I have lived most of my life within a day’s drive of Chicago—Northwest, West, Southwest, and Northeast. I’ve come to see the city as a distant relative that you visit very occasionally. You recall visiting as a child, then as a young adult, and then you finally visit as an adult, perhaps taking your own children along to be introduced.
My earliest memories of Chicago were in early grade school. We lived within an hour and visited the museums. I can still picture the large pendulum that swung with the earth rotating underneath it, and the coal mine and submarine. I believe that the travel to one of these museums might have involved my father stopping the car on the side of the road to intervene in a fight between my brother and myself. It was always my brother’s fault.
By upper grade school I was living further away but tied to Chicago through media. I listened to Larry Lujack on WLS Chicago ALL of the time. The Chicago Sun Times was our daily newspaper. I heard daily about the Dan Ryan expressway traffic, and Richard Daley was always the mayor… In fact, in Hong Kong there is the Dan Ryan Restaurant where speeches by Daley are piped into the men’s bathroom. I get the joke entirely.

- _Tasks to perform_
A – In the Chicago reminiscence:
(i) On which radio station did the writer listen to Larry Lujack?
(ii) Which newspaper was the family's daily paper?
(iii) Whose fault were the fights between the writer and the brother?
B – Could you carry the Chicago reminiscence forward, picking up after its last sentence?

- _Data section_
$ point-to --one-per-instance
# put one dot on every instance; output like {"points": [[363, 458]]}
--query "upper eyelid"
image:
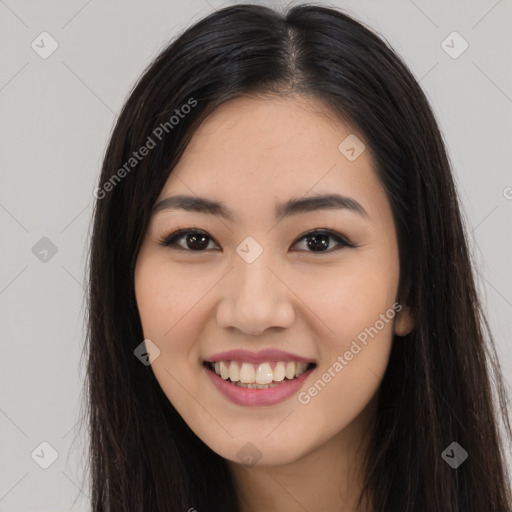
{"points": [[181, 232]]}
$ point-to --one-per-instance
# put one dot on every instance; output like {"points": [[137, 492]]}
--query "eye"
{"points": [[318, 240], [196, 240]]}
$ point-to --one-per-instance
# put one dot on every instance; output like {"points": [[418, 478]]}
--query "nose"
{"points": [[255, 297]]}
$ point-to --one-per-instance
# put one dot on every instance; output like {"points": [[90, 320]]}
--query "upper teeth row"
{"points": [[263, 373]]}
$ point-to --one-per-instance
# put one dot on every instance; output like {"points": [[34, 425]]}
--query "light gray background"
{"points": [[57, 114]]}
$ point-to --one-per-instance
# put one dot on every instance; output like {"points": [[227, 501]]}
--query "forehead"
{"points": [[251, 153]]}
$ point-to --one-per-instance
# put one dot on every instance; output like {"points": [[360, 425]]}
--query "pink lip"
{"points": [[257, 397], [269, 354]]}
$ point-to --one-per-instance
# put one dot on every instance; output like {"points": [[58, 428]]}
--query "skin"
{"points": [[251, 154]]}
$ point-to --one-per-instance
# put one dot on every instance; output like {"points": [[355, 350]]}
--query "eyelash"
{"points": [[170, 240]]}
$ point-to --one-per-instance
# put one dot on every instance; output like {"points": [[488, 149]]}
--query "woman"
{"points": [[282, 309]]}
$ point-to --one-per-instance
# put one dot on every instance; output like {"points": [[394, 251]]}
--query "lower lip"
{"points": [[257, 397]]}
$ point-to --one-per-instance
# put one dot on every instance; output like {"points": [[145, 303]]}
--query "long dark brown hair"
{"points": [[443, 383]]}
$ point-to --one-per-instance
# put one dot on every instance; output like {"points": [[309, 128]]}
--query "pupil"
{"points": [[200, 239], [323, 243]]}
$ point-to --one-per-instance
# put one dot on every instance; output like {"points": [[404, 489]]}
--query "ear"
{"points": [[404, 322]]}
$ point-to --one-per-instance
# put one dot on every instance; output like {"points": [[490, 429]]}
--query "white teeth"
{"points": [[300, 369], [247, 373], [224, 371], [234, 372], [264, 374], [258, 376], [279, 372], [290, 370]]}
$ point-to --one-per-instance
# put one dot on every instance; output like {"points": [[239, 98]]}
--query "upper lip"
{"points": [[269, 354]]}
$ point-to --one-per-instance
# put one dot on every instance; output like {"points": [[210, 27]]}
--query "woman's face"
{"points": [[271, 267]]}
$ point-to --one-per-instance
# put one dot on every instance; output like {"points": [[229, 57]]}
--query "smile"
{"points": [[259, 376]]}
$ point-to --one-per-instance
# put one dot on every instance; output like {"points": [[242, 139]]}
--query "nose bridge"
{"points": [[254, 297]]}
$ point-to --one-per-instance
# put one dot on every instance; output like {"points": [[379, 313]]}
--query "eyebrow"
{"points": [[286, 209]]}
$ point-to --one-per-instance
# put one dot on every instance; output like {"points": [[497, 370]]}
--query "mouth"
{"points": [[264, 375]]}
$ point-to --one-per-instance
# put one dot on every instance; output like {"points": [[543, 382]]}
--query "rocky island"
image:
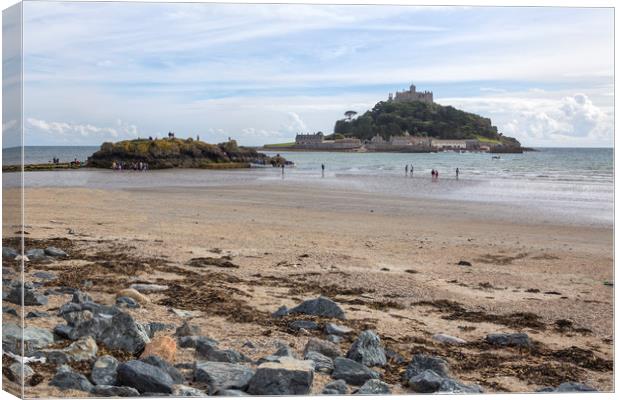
{"points": [[409, 121], [173, 152]]}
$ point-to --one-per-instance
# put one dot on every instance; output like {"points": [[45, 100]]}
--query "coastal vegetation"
{"points": [[418, 118], [179, 153]]}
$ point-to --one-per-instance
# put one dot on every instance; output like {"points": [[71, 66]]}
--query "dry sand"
{"points": [[390, 262]]}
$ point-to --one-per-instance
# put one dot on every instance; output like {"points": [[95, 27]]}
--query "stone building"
{"points": [[411, 95], [309, 139]]}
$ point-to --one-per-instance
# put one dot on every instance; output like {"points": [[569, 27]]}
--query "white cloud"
{"points": [[545, 121], [66, 131]]}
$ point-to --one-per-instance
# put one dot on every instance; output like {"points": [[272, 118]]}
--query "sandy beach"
{"points": [[391, 263]]}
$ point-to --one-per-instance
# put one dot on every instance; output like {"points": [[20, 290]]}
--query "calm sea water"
{"points": [[573, 184]]}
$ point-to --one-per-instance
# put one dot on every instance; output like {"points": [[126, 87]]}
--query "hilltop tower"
{"points": [[411, 95]]}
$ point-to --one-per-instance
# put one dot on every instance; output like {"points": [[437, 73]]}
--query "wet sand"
{"points": [[392, 263]]}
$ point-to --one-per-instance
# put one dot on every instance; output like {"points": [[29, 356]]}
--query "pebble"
{"points": [[352, 372], [367, 350], [321, 306], [222, 376], [104, 371], [289, 376]]}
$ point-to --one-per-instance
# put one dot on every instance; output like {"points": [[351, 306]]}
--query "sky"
{"points": [[96, 72]]}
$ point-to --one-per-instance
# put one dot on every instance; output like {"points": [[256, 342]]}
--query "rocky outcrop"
{"points": [[289, 376], [176, 153]]}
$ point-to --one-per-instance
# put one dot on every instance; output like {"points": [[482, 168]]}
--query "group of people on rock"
{"points": [[434, 172], [135, 166]]}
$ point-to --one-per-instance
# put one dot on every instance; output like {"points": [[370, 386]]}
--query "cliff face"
{"points": [[178, 153], [390, 118]]}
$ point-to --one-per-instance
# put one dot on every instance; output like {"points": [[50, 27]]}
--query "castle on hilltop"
{"points": [[412, 95]]}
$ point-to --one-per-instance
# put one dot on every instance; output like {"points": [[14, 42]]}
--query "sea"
{"points": [[573, 184]]}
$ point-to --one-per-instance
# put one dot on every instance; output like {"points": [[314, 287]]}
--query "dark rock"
{"points": [[367, 350], [352, 372], [509, 339], [31, 297], [66, 379], [20, 373], [421, 362], [37, 314], [144, 377], [63, 331], [212, 353], [394, 357], [427, 381], [115, 391], [128, 302], [566, 387], [46, 276], [374, 386], [321, 362], [324, 347], [192, 341], [280, 312], [289, 376], [9, 253], [104, 371], [36, 254], [55, 252], [9, 310], [231, 393], [34, 338], [152, 327], [124, 333], [284, 351], [187, 391], [166, 366], [453, 386], [81, 297], [221, 376], [187, 330], [321, 306], [297, 325], [334, 338], [336, 387], [334, 329]]}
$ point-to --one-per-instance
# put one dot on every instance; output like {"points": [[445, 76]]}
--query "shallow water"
{"points": [[570, 185]]}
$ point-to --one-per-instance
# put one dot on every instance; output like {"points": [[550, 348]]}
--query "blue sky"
{"points": [[95, 72]]}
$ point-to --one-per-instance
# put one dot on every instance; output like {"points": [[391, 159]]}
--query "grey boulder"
{"points": [[352, 372], [509, 339], [367, 350], [289, 376], [55, 252], [67, 379], [115, 391], [104, 371], [322, 363], [422, 362], [374, 386], [34, 338], [221, 376], [144, 377], [324, 347], [336, 387], [321, 306]]}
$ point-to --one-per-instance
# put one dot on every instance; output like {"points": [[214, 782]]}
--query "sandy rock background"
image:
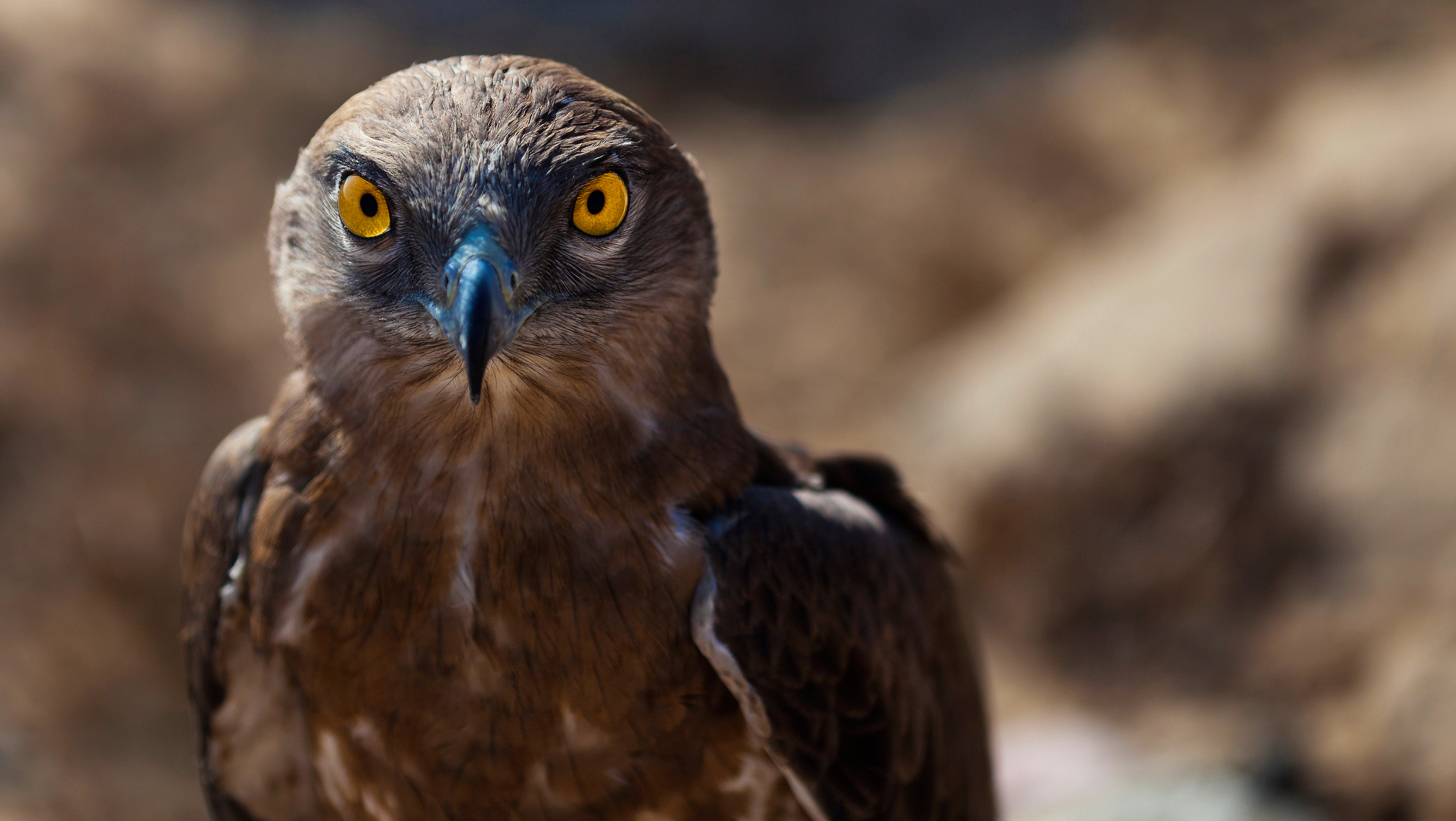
{"points": [[1160, 325]]}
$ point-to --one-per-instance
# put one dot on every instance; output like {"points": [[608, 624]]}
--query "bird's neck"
{"points": [[622, 427]]}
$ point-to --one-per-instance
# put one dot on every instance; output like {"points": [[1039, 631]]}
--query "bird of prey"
{"points": [[503, 546]]}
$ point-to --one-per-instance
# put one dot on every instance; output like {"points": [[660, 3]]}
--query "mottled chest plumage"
{"points": [[414, 671]]}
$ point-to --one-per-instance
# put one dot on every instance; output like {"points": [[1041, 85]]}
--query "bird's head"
{"points": [[490, 217]]}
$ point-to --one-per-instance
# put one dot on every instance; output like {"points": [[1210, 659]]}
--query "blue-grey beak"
{"points": [[479, 312]]}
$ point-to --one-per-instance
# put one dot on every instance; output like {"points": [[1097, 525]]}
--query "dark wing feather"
{"points": [[216, 532], [836, 609]]}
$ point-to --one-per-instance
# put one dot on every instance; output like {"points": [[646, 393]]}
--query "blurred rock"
{"points": [[1160, 328]]}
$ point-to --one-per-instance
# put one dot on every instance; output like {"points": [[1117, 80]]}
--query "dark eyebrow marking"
{"points": [[342, 162]]}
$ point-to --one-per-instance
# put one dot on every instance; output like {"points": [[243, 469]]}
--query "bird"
{"points": [[504, 548]]}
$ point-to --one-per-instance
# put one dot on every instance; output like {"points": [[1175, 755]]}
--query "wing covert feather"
{"points": [[841, 615], [216, 530]]}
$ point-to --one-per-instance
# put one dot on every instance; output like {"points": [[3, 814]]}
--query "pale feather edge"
{"points": [[705, 604]]}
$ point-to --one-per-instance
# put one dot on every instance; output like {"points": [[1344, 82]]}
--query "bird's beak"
{"points": [[479, 312]]}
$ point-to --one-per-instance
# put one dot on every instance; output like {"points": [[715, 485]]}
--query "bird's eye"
{"points": [[363, 207], [602, 204]]}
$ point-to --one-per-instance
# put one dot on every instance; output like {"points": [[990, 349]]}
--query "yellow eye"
{"points": [[363, 207], [602, 204]]}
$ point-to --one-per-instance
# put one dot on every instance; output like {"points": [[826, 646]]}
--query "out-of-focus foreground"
{"points": [[1160, 326]]}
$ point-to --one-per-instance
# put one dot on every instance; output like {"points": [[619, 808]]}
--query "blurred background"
{"points": [[1152, 302]]}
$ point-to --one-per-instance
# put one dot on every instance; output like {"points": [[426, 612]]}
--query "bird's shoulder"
{"points": [[248, 495], [829, 612]]}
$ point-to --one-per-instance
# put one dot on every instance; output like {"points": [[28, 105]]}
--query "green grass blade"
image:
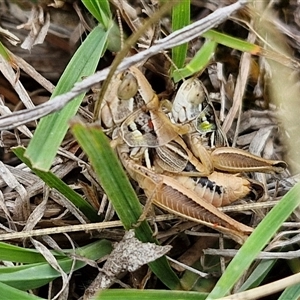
{"points": [[232, 42], [13, 253], [292, 292], [119, 191], [4, 53], [52, 129], [131, 294], [54, 182], [180, 18], [198, 62], [258, 275], [8, 293], [256, 242], [100, 10]]}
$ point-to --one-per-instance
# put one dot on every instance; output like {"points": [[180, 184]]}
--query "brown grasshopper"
{"points": [[191, 194]]}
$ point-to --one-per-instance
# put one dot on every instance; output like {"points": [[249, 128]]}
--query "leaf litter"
{"points": [[254, 123]]}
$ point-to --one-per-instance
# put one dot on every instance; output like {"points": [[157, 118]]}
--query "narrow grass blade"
{"points": [[54, 182], [13, 253], [256, 242], [8, 293], [180, 18], [52, 129], [245, 46], [131, 294], [4, 53], [100, 10], [198, 62], [292, 292], [258, 275], [119, 191]]}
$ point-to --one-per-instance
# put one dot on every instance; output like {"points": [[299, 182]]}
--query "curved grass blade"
{"points": [[256, 242], [292, 292], [100, 10], [198, 62], [119, 191], [132, 294], [7, 293], [54, 182], [52, 129], [180, 18]]}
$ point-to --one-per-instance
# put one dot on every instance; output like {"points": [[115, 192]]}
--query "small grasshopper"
{"points": [[184, 176]]}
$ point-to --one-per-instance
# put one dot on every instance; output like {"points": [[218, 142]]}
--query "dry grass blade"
{"points": [[177, 38]]}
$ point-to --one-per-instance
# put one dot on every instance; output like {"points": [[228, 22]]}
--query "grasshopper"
{"points": [[185, 178]]}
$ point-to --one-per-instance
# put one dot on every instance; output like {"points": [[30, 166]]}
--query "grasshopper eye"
{"points": [[128, 87]]}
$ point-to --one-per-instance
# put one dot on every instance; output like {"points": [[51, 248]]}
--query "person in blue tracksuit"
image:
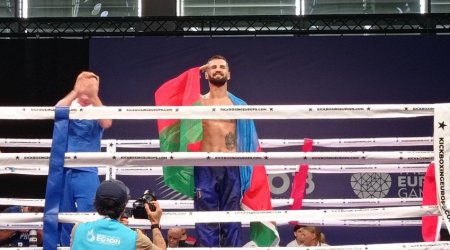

- _Answer section_
A –
(i) WLS Chicago
(ii) The Chicago Sun Times
(iii) The brother's

B –
My middle school years brought images of riots through media and personal encounters by members of our church when they went to Chicago to a specialized hospital for their daughter. I had become politicized by 1968 when the protests against the Vietnam War broke out in Grant Park during the Democratic Party convention. Chicago as a site with museums had been replaced with Chicago as a place of social conflict.
By early high school, I would occasionally have a chance to go to Chicago. My youth group took a trip to the Windy City and visited the John Hancock building, one of the highest in the world at that time. We, of course, visited WLS where I was highly disappointed when I saw Larry Lujack in person. Another time I went with a school group to take a Russian exam at the University of Illinois, Circle Campus. By then I was less interested in museums and more interested in seeing the place where Jane Addams started Hull House, and in reading the materials that the members of the Black Panthers handed out on the street corners.
In high school we read the poetry of Carl Sandburg and his description of the city became indelibly linked to my images of Chicago:
Hog Butcher for the World,
Tool Maker, Stacker of Wheat,
Player with Railroads and the Nation’s Freight Handler;
Stormy, husky, brawling,
City of the Big Shoulders:
They tell me you are wicked and I believe them…
And they tell me you are crooked and I answer: Yes, it is true…
And having answered so I turn once more to those who sneer at this my city…
Come and show me another city with lifted head singing so proud to be alive and coarse and strong and cunning…
Fierce as a dog with tongue lapping for action, cunning as a savage pitted against the wilderness,
Building, breaking, rebuilding…
Laughing the stormy, husky, brawling laughter of Youth, half-naked, sweating, proud to be Hog Butcher, Tool Maker, Stacker of Wheat, Player with Railroads and Freight Handler to the Nation.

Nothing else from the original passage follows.